Start of Data shown

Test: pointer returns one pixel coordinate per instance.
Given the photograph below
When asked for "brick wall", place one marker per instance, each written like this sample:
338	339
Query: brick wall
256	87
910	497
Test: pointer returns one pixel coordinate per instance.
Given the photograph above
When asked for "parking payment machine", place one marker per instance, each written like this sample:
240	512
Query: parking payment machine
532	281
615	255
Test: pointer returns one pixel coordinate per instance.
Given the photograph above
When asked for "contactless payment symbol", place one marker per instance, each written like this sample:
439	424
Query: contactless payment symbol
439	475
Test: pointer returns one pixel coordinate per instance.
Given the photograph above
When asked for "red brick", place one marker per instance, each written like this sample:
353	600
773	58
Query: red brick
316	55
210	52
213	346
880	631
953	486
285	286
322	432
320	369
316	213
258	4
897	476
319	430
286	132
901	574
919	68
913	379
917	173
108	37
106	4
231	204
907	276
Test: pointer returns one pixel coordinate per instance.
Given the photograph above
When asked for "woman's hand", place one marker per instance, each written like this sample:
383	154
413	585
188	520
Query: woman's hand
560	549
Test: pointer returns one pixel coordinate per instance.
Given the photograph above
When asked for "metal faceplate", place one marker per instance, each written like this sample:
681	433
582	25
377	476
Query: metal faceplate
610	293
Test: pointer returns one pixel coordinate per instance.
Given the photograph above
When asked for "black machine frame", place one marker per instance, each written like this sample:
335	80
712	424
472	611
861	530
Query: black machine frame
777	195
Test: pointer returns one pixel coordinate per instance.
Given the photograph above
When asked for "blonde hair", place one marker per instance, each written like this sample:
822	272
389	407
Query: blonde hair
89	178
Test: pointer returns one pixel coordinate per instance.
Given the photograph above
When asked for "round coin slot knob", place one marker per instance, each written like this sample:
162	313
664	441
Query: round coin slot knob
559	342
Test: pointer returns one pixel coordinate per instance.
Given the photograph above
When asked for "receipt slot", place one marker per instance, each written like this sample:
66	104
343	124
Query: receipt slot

End of Data shown

**Instruction**
Extract all of the data shown above without alteration.

**Reply**
Test: pointer returns one pixel coordinate per instance.
Given the photograph below
When asked for "brick wall", place one marker per instance, each written like this sample:
338	339
Query: brick wall
256	87
910	497
Test: pointer returns one pixel coordinate per instance.
Given the photograph above
When asked for "parking payment machine", place one marker per instance, each written like this sample:
240	512
Query: parking payment machine
532	281
615	255
Test: pointer returns one pixel coordinate per instance.
Given the photograph above
When asked for "contactless payment symbol", place one marker per instance, each written like this sample:
439	424
Query: contactless payment symbol
439	475
Test: pointer returns one pixel coordinate per instance.
Given the photograph above
When asked for "red brick", place one marker per instance, each written like this sample:
353	600
773	58
Query: red brick
316	55
210	52
213	346
880	631
953	486
285	286
322	432
320	369
316	213
258	4
897	476
319	430
286	132
901	574
919	68
913	379
917	173
108	37
106	4
231	204
907	276
Test: pointer returns one pixel coordinate per instance.
Given the photograph above
When asked for "woman's hand", place one marker per instance, each written like this sample:
383	154
413	585
188	520
Query: woman's hand
560	549
Test: pointer returns one pixel coordinate per instance.
Given the photograph above
When asked for "metal faceplate", place one marker per instance, each written like this sample:
681	433
582	25
377	476
Query: metal faceplate
610	293
Test: pointer returns one pixel coordinate per instance.
Given the photograph above
When asked for "black machine frame", place one marker per instance, each written like this sample:
335	80
712	424
472	611
861	530
Query: black machine frame
777	195
Test: pointer returns one pixel coordinate per instance.
Given the photograph above
When asked for "blonde hair", place one marker per instance, each written like this sample:
822	272
389	407
Query: blonde hair
89	178
Test: pointer returns one pixel coordinate per instance.
Given the photograph above
When asked for "round coin slot knob", place one marker per instance, each written like this sample:
162	313
664	441
Query: round coin slot knob
559	342
Test: pointer returns one pixel coordinate per instance.
Given the photograph above
When asked for "receipt slot", place one marker per instance, each written like this sample:
66	104
343	124
Query: receipt slot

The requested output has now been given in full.